[BEGIN]
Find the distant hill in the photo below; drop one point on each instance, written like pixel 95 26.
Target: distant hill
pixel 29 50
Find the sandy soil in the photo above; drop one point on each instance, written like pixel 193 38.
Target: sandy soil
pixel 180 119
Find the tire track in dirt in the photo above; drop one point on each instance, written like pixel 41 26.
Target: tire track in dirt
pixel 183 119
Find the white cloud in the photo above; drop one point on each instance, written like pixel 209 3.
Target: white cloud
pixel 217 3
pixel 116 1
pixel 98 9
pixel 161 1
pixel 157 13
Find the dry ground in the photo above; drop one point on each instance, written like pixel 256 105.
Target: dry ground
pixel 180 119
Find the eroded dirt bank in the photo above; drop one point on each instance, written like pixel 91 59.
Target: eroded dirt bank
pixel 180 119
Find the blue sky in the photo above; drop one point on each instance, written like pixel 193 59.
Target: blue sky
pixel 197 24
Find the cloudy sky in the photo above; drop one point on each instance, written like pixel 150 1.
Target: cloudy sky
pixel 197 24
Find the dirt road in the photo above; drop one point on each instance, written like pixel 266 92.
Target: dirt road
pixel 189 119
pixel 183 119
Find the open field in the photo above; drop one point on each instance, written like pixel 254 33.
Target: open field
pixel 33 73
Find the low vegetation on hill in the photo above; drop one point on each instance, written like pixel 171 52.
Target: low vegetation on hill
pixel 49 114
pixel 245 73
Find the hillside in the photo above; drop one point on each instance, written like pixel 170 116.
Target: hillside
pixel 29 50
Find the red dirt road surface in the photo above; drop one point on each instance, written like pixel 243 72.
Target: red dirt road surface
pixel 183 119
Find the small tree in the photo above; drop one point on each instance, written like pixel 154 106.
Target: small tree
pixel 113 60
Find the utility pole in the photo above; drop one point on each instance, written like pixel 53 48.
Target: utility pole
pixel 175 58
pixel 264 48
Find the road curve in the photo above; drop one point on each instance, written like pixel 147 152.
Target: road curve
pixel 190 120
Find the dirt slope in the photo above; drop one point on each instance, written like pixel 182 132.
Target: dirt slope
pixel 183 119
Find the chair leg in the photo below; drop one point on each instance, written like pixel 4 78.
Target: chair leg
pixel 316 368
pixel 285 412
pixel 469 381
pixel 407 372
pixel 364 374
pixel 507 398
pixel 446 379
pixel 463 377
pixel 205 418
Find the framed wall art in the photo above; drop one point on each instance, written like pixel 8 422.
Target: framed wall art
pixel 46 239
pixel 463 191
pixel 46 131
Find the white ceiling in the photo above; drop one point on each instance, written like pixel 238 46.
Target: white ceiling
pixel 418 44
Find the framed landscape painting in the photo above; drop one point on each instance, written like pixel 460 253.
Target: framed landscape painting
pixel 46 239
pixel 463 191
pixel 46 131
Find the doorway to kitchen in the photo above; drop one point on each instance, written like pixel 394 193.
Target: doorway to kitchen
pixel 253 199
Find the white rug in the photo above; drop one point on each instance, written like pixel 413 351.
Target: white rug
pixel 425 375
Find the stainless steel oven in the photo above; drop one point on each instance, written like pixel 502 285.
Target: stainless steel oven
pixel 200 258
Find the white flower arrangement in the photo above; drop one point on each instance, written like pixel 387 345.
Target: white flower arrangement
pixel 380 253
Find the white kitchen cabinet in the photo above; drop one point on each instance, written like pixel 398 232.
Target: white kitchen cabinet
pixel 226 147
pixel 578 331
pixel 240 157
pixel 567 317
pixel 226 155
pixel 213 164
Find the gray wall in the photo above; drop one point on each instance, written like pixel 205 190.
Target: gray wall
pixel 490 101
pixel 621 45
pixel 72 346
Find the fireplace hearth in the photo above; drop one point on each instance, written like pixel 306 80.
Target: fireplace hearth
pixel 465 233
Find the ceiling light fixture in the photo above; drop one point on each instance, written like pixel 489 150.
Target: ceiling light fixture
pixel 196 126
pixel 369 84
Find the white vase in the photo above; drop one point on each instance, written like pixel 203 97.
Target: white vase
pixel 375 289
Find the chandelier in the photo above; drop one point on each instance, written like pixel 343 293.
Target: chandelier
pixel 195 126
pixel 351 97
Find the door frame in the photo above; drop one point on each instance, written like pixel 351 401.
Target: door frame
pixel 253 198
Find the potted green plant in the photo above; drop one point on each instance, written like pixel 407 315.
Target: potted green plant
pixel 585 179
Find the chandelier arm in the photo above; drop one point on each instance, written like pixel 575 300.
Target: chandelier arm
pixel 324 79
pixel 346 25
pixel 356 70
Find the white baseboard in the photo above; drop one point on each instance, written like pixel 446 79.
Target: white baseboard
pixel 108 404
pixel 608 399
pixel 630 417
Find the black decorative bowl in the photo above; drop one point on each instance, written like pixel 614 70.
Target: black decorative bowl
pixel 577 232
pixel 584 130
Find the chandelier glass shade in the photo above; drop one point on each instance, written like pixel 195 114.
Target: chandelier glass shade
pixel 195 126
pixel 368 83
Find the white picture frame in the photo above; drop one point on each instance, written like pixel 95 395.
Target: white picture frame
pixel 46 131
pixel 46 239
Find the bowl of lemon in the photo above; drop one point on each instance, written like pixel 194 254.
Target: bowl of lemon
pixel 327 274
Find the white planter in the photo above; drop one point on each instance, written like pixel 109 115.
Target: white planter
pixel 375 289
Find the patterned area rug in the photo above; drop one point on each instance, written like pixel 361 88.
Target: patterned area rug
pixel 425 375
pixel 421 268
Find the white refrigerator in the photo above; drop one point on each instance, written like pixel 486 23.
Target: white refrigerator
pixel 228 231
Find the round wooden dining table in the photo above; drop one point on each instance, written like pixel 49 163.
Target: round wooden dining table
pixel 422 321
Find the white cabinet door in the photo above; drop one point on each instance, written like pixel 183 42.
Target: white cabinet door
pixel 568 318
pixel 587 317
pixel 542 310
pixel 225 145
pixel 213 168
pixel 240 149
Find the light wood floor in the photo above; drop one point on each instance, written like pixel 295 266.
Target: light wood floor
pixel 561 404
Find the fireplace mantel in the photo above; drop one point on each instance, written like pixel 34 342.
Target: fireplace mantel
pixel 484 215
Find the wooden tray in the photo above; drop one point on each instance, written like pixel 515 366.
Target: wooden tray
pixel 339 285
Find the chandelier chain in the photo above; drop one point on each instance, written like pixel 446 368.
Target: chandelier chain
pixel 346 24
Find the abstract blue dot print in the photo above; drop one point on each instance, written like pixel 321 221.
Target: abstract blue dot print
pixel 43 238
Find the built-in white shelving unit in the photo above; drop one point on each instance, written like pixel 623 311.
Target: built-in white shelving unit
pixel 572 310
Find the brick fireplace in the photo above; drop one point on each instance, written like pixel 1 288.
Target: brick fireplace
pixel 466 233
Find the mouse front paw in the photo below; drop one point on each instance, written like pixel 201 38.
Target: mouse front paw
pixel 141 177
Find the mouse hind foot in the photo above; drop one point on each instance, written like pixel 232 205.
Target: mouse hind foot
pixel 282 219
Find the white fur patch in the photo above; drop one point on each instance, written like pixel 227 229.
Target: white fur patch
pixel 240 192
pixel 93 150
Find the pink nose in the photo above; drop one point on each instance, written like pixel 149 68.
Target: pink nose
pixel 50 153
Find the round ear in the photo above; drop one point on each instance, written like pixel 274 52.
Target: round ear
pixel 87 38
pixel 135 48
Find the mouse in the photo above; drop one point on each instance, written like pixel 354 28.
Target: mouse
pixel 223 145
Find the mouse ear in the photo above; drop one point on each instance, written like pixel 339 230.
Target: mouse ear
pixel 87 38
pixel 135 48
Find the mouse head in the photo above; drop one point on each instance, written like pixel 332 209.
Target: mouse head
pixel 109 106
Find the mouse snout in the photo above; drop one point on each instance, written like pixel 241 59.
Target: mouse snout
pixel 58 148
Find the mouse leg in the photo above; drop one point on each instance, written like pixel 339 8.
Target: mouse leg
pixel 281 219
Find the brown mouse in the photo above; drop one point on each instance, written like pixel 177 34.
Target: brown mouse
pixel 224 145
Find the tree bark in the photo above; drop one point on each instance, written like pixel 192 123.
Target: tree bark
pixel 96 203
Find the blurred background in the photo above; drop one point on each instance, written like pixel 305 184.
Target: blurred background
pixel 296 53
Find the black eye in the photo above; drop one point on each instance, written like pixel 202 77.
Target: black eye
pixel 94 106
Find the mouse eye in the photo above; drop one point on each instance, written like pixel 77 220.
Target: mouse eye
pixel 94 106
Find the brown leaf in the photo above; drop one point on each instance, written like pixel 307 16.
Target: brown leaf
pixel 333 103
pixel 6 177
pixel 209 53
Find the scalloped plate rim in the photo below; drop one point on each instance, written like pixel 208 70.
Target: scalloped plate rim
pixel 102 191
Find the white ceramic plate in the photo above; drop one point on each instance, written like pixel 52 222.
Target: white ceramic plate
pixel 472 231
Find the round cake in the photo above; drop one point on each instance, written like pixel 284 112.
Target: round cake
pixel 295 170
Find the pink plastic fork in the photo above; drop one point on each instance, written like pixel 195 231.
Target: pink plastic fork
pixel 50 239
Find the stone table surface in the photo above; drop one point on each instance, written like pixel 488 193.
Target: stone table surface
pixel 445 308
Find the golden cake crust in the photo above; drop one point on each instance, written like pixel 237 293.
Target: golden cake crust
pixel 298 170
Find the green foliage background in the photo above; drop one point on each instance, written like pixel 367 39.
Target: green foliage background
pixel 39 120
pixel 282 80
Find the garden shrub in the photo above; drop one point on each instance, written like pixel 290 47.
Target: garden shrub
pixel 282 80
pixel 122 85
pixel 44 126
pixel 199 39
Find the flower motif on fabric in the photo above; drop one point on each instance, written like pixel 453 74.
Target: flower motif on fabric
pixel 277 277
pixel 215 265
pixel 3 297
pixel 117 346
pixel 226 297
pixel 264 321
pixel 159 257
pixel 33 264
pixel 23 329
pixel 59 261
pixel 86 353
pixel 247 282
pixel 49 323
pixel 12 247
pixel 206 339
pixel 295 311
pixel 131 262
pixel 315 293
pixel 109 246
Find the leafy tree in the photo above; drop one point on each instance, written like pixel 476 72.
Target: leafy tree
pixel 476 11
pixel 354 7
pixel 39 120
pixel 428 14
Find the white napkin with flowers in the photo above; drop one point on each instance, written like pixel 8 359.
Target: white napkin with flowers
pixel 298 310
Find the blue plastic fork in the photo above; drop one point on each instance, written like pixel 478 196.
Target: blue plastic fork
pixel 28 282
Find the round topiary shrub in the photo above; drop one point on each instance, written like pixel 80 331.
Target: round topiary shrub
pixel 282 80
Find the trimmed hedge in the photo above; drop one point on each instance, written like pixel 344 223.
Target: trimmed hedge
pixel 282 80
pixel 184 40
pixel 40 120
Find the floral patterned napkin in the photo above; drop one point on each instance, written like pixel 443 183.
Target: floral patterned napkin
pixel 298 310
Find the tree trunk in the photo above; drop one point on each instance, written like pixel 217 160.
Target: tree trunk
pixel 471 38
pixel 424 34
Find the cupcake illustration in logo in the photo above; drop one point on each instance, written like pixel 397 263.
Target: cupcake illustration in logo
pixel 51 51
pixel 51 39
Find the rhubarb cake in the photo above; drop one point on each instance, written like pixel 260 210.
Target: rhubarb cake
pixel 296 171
[END]
## What you should do:
Copy out the lines of the listing above verbatim, starting with the line that contains "Find the blurred" and continuing up to and including the line that contains "pixel 472 231".

## Response below:
Find the blurred background in the photo above; drop one point on each instance, written like pixel 305 184.
Target: blurred background
pixel 296 53
Find the black eye in the photo above; drop one point on each instance, written like pixel 202 77.
Target: black eye
pixel 94 106
Find the mouse eye in the photo above; drop one point on each instance, written like pixel 77 220.
Target: mouse eye
pixel 94 106
Find the brown leaf in the photo above; drop one point on each instance, written like pixel 307 16.
Target: brown leaf
pixel 333 103
pixel 6 177
pixel 209 53
Find the scalloped plate rim in the photo below; drop one point on each instance, written like pixel 208 70.
Target: scalloped plate rim
pixel 102 191
Find the white ceramic plate in the photo above; drop one point on each instance, written like pixel 52 222.
Target: white ceramic plate
pixel 472 231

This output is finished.